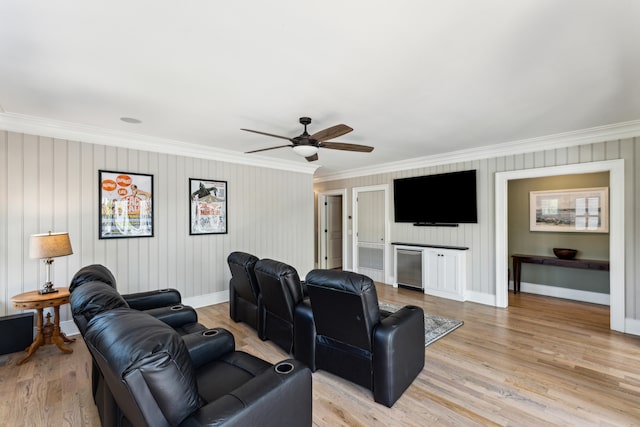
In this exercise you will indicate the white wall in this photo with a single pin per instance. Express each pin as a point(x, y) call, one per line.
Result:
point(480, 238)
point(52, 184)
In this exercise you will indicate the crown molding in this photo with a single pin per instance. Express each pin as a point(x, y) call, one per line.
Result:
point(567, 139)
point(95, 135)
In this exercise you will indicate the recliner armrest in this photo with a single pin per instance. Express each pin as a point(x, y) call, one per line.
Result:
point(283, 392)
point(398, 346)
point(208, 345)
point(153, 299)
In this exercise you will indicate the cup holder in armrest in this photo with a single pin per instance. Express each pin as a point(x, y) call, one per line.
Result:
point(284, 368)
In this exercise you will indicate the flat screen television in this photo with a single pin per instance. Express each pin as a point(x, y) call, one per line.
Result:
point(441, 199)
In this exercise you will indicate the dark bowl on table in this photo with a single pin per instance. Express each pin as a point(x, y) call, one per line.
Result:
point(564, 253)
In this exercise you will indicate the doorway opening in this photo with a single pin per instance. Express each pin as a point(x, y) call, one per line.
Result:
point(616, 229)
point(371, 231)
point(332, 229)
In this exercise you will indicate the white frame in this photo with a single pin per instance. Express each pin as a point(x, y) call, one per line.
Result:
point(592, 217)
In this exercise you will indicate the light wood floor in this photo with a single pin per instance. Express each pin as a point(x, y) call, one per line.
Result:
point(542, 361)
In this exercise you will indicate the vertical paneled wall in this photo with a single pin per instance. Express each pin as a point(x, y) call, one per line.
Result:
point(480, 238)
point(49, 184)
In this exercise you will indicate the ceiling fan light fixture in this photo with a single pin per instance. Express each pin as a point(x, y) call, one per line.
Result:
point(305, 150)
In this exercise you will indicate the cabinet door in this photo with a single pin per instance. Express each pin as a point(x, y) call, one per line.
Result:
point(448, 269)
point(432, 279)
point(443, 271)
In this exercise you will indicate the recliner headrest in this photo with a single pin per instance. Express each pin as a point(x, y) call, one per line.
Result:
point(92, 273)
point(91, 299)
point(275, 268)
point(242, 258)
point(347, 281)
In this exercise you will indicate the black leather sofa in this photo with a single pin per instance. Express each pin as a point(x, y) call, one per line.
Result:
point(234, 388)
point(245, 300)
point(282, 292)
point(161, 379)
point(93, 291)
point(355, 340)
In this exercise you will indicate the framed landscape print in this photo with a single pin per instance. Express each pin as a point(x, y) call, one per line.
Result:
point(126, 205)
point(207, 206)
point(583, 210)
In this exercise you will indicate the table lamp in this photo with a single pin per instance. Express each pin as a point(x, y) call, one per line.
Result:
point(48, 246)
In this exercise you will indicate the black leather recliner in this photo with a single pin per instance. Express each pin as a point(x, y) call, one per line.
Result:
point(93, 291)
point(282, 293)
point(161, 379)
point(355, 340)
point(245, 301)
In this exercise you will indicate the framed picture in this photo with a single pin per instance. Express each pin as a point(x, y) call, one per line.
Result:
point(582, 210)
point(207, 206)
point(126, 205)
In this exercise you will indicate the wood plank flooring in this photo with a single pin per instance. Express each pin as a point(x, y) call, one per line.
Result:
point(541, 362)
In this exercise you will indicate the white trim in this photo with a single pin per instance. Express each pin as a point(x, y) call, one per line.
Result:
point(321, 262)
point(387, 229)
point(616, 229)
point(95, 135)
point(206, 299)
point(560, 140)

----

- [Problem to work on]: Each line above is to be transcribed exactly, though its pictures are not.

- [Result below]:
In this exercise you will indicate the white wall in this photo with a single pin per instance. Express each pin as a point(x, y) call, one per line.
Result:
point(480, 238)
point(52, 184)
In this exercise you will indicate the crown molding in this photo with a single pin per instance. Express each pin as a point(x, y) call, one per line.
Result:
point(567, 139)
point(95, 135)
In this exercise you will indicate the recliner armrest in this photo with a single pin per instance. Express each pin as a point(x, y) call, one per line.
Result:
point(283, 392)
point(398, 346)
point(208, 345)
point(153, 299)
In this exercise you will indicate the cup holder in armrest in this photo with a single pin per instance. Express each pin as a point(x, y) call, one per line.
Result:
point(284, 368)
In this exercise you will indicate the flat screen television in this photo with a single pin per instance. Express each pin as a point(x, y) call, one per line.
Result:
point(441, 199)
In this exercise you will indicate the dark bowl on table in this photo with a single pin per instance. Express each pin as a point(x, y) call, one per line.
Result:
point(564, 253)
In this exercise you will indicate the doorway opening in this photo with a single pin per instance. Express each pin as a point(x, y) call, one per line.
Result:
point(616, 229)
point(371, 231)
point(332, 229)
In this exercise you will indicate the white frame in this photo with a single pin per instance. Express each pin as a point(x, y) call, one per line.
Result:
point(592, 217)
In this exercise you will indicate the light wood floor in this photo with a single pin per instance. Express each pin as a point(x, y) call, one per line.
Result:
point(542, 361)
In this exercise you will indicate the vertical paneled wall in this photo with a single pin per instance. Express each pin as a point(x, y) call, one per line.
Result:
point(480, 238)
point(49, 184)
In this exercise you will indicate the ceiling fan light fixture in this photo with a single pin per instance. Express each pin as a point(x, y) call, one per line.
Result:
point(305, 150)
In this exercise you will indicate the cabinet door in this photo with a single pin per instance. Express each pin as a point(x, y) call, one per line.
Result:
point(448, 269)
point(432, 279)
point(443, 271)
In this exercise you will indicate the recliner headrest in this photo with a single pin per instance. Express each pin as a point(x, y) call, one per line.
Result:
point(92, 273)
point(91, 299)
point(275, 268)
point(242, 258)
point(347, 281)
In this exercise you will indicate the black leather sofa in this photo with a single pin per instance. Express each pin as a point(x, y) call, one per line.
Result:
point(234, 388)
point(245, 300)
point(282, 292)
point(161, 379)
point(93, 291)
point(355, 340)
In this exercise you will indicate the framed landscape print in this photo with a single pin per instance. Express each pin as a point(x, y) call, one per line.
Result:
point(126, 205)
point(207, 206)
point(583, 210)
In this exercise you will indicate the table lamp in this photo with a single pin per instance. Express each pin as a point(x, y) call, one per line.
Result:
point(48, 246)
In this exercise you will indicate the black leather recliner in this photo with a single pin per instance. Express each pin as a point(x, y) call, one per line.
Result:
point(93, 291)
point(282, 293)
point(161, 379)
point(355, 340)
point(245, 301)
In this exercise you will indicate the framed picture in this photo with a single pin per instance. Express each pin as a point(x, y) call, one per line.
Result:
point(582, 210)
point(207, 206)
point(126, 205)
In this exercise you will indicate the wood plank flooring in this photo with a single pin per instance. Express each pin as a point(x, y) call, one per line.
Result:
point(541, 362)
In this exercise you will indicate the white trim in this photo with a single pin per instance. Express each pin as a point(x, y) call, one per line.
Result:
point(321, 262)
point(387, 229)
point(616, 229)
point(95, 135)
point(206, 299)
point(560, 140)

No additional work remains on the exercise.